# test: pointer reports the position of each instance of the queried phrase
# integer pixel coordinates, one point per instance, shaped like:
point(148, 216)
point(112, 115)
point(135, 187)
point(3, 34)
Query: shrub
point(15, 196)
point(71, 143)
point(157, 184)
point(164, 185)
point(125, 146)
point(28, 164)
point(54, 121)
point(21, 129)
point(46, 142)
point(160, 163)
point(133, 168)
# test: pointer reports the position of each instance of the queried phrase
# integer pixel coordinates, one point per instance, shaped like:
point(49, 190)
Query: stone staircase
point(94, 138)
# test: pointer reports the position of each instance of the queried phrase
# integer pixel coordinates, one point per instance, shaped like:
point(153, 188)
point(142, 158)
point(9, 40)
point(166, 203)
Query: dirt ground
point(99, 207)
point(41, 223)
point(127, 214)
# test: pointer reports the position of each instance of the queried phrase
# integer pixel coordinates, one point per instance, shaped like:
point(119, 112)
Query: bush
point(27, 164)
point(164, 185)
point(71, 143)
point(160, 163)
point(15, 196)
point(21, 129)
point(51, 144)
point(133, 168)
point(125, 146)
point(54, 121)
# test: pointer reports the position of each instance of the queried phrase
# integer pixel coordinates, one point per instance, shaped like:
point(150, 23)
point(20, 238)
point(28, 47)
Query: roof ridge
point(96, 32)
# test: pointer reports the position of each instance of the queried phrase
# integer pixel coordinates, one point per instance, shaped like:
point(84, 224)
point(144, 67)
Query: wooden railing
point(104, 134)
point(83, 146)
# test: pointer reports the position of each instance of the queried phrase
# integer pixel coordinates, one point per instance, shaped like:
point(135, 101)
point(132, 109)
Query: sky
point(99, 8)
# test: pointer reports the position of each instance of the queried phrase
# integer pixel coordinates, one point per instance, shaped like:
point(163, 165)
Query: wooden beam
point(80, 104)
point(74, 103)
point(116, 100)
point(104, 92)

§ **TASK INSTRUCTIONS**
Every line of the material must be given again exactly.

§ **RESULT OF THIS EXERCISE**
# test: pointer reports the position of each instance of the queried phrase
# integer pixel coordinates, one point per instance, shaped like:
point(148, 216)
point(112, 115)
point(135, 187)
point(3, 34)
Query: shrub
point(15, 196)
point(71, 143)
point(157, 184)
point(164, 185)
point(125, 146)
point(28, 164)
point(54, 121)
point(21, 129)
point(46, 142)
point(160, 163)
point(133, 168)
# test: pointer reports the position of each instance of the queried phrase
# integer pixel coordinates, one point per instance, shaped like:
point(49, 190)
Query: stone staircase
point(94, 138)
# test: pointer reports the position of each instance of the queried phrase
# integer pixel coordinates, one point per instance, shaped like:
point(153, 188)
point(142, 158)
point(9, 40)
point(166, 203)
Query: dirt ground
point(99, 207)
point(41, 223)
point(127, 214)
# test: pointer reports the position of each instance of the queried phrase
# integer pixel coordinates, one point per instance, shaped like:
point(119, 112)
Query: bush
point(27, 164)
point(164, 185)
point(71, 143)
point(160, 163)
point(15, 196)
point(21, 129)
point(51, 144)
point(133, 168)
point(125, 146)
point(54, 121)
# test: pointer reports the position of each instance of the queried phrase
# integer pixel coordinates, one point per instance, shaped like:
point(150, 23)
point(20, 238)
point(28, 47)
Query: roof ridge
point(96, 32)
# test: pointer reports the position of each instance of the queried phrase
# integer pixel coordinates, one point per instance, shaped like:
point(84, 224)
point(144, 67)
Query: wooden railing
point(104, 134)
point(83, 146)
# test: pointer reports the position of each instance of the queried phrase
# integer pixel coordinates, one point per instance, shaped like:
point(135, 101)
point(132, 109)
Query: sky
point(99, 8)
# test: pointer reports the position of each instance of the queried phrase
# integer pixel coordinates, one point per instance, shaped like:
point(163, 165)
Query: wooden beam
point(80, 104)
point(74, 103)
point(116, 100)
point(104, 92)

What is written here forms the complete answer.